**Instructions for the task**
Swap "Ground" for "Locate" in the data from the line holding "Target: blue suit jacket" through the line holding "0 122 218 330", inclusive. Give back only those lines, with nothing else changed.

**Data in this exercise**
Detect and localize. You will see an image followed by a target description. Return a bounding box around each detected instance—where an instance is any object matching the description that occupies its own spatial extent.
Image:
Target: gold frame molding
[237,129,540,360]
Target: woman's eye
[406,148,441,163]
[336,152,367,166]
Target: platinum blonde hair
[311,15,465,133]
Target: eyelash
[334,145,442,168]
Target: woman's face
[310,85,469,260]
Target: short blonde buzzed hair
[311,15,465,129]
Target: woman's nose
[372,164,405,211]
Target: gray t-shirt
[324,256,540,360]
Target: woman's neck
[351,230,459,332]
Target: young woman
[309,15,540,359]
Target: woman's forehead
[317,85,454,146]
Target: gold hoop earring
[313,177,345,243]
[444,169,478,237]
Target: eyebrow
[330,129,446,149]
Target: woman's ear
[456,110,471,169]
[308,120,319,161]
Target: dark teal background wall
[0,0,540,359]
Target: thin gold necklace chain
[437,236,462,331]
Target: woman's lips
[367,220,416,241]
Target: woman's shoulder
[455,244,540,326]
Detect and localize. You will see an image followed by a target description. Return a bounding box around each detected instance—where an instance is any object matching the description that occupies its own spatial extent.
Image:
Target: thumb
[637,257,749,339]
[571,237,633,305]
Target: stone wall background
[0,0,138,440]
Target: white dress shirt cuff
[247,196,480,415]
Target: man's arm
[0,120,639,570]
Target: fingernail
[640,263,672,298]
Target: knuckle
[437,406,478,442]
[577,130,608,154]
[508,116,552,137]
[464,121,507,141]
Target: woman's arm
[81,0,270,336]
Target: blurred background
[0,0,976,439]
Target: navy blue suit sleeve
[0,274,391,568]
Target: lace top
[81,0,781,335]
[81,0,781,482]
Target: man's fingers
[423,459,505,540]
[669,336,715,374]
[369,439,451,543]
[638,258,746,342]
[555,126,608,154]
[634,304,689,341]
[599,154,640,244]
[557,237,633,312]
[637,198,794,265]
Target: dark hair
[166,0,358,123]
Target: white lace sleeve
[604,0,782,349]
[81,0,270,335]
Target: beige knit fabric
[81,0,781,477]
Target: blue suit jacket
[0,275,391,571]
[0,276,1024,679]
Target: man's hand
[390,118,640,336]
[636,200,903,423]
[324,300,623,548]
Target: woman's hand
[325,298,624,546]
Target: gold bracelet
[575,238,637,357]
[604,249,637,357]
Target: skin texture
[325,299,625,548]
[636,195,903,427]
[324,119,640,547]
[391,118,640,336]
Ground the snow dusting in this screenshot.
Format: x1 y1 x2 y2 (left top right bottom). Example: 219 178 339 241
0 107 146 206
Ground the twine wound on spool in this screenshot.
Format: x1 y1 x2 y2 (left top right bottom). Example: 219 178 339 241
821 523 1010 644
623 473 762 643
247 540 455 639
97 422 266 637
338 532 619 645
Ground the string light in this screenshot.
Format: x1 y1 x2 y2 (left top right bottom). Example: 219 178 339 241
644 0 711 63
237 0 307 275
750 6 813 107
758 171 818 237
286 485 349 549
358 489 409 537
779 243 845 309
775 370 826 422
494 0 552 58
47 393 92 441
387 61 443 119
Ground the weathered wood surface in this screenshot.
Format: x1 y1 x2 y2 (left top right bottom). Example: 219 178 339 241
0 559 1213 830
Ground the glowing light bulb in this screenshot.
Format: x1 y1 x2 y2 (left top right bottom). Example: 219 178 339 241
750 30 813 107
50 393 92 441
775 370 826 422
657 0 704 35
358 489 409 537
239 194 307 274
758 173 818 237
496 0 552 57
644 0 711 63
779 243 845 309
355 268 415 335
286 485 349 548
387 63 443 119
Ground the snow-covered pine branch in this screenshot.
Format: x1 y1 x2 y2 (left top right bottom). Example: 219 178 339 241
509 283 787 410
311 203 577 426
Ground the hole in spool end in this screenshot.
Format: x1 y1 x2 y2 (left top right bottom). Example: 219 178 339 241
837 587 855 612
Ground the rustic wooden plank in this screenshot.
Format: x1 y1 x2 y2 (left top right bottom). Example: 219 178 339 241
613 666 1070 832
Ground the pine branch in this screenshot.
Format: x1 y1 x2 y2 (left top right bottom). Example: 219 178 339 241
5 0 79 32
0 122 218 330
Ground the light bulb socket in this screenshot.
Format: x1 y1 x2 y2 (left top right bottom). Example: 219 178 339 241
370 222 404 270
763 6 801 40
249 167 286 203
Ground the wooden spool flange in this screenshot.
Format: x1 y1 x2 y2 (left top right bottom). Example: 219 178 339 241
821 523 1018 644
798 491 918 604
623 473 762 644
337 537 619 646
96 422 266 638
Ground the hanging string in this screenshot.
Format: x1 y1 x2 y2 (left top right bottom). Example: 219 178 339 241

**Exercise output**
Target: blue suit jacket
[0,275,391,571]
[0,276,1024,679]
Target: man's hand
[390,118,640,336]
[636,200,903,423]
[324,300,623,548]
Target: woman's hand
[325,298,624,546]
Target: gold bracelet
[575,238,637,357]
[604,249,637,357]
Target: skin texture
[325,299,625,548]
[636,195,903,427]
[324,119,640,547]
[391,118,640,336]
Locate the snow dusting in this screenshot.
Format: x1 y1 x2 y2 (left top right bottom). Example: 219 178 339 241
0 107 146 206
Locate the twine wound on spool in this screenshot.
Format: x1 y1 x2 y2 (left top right bottom). Example: 219 178 339 241
821 523 1010 644
623 473 762 643
247 540 455 639
97 422 266 637
338 532 619 645
Locate the string light in this screenshot.
Format: x1 y1 x2 y2 (left top right bottom). Example: 219 178 339 241
644 0 711 63
237 0 307 275
750 6 813 107
758 171 818 237
286 485 349 549
358 489 409 537
779 243 845 309
775 370 826 422
494 0 552 58
47 393 92 441
387 61 443 119
Locate the weathered wood surface in this screenshot.
Format: x1 y1 x2 y2 (left top right bottom). Example: 219 178 339 241
0 559 1213 830
Locate the glowing light bulb in this screenshot.
Format: x1 y1 x2 y2 (left top right bottom). Example: 219 178 339 241
750 30 813 107
50 393 92 441
775 370 826 422
657 0 704 35
358 489 409 537
239 194 307 274
758 173 818 237
496 0 552 57
644 0 711 63
779 243 845 309
355 268 415 335
286 485 349 548
387 63 443 119
Locate the snow-covered pine branch in this screenshot.
Format: x1 y1 x2 y2 (left top right bottom). Example: 219 178 339 241
509 283 787 410
311 203 577 426
Locate the hole in spool end in this screenshot.
Format: x1 y1 x2 y2 (left top right bottom). Example: 219 178 339 241
837 587 855 612
Locate the rustic wooden plank in this screenshot.
Format: x1 y1 x2 y2 (left top right bottom). Example: 219 178 339 241
613 666 1070 832
Locate the pine branch in this screenshot.
Format: x1 y1 x2 y2 (left top right bottom). Example: 219 178 339 241
5 0 79 32
0 122 218 330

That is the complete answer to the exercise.